Go to the line that contains "Where can the gabled" and extract it along with every line after it, exactly, through the end of the data below.

-- START Supplied material --

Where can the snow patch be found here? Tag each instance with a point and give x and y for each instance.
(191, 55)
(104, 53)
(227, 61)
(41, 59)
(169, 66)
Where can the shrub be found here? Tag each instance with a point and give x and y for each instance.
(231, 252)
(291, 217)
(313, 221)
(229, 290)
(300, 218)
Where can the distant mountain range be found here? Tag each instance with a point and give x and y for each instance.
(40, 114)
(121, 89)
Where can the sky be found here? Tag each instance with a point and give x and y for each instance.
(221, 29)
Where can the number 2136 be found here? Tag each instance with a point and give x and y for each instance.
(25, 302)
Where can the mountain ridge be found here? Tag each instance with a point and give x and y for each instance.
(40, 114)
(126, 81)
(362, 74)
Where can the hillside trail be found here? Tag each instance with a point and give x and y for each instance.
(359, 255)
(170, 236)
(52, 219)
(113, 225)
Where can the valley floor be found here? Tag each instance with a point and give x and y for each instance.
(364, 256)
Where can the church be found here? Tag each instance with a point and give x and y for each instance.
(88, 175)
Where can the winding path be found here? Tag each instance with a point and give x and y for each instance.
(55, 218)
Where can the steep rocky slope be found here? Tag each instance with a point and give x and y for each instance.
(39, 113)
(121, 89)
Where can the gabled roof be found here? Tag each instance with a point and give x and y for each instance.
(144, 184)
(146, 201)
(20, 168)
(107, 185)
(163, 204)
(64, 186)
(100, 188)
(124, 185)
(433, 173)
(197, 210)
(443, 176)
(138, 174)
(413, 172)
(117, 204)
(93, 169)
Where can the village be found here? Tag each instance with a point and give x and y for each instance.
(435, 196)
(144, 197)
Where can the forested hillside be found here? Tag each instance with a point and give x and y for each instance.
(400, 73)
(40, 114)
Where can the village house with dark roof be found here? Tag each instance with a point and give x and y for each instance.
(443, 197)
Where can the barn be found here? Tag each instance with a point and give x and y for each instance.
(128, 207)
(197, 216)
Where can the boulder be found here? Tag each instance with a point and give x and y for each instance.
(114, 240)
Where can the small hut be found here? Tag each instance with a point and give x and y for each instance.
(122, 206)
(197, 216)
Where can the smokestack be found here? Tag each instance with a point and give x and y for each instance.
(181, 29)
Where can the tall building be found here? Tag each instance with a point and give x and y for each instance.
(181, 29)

-- END Supplied material --

# [Task output]
Where can the gabled roof be found here? Tag each instance with a point and give x and y for each instance.
(144, 184)
(146, 201)
(20, 168)
(107, 185)
(163, 204)
(64, 186)
(100, 188)
(124, 185)
(433, 173)
(197, 210)
(443, 176)
(138, 174)
(413, 172)
(117, 204)
(93, 169)
Where can the village be found here? Tag each instance with a point and give x and y for each instance.
(435, 196)
(144, 197)
Where can the forested hillside be found here? Tag each instance with a point and give x and y for each instance.
(400, 73)
(40, 114)
Where can the village house with dark roof be found here? Tag each instance with a point and give x and y for each instance.
(443, 197)
Where can the barn be found here? Tag each instance with a point and give x and y for each instance.
(128, 207)
(197, 216)
Where can the boulder be found here? Tag each instance with a point and give x and y for each instance.
(114, 240)
Where can the small hut be found here? Tag each instance with a point and give x and y for each instance.
(122, 206)
(197, 216)
Where can the smokestack be found here? Tag each instance with a point and give x and y for each instance.
(181, 29)
Where can the tall building be found here? Tag each instance with a point and give x and y for each instance.
(181, 29)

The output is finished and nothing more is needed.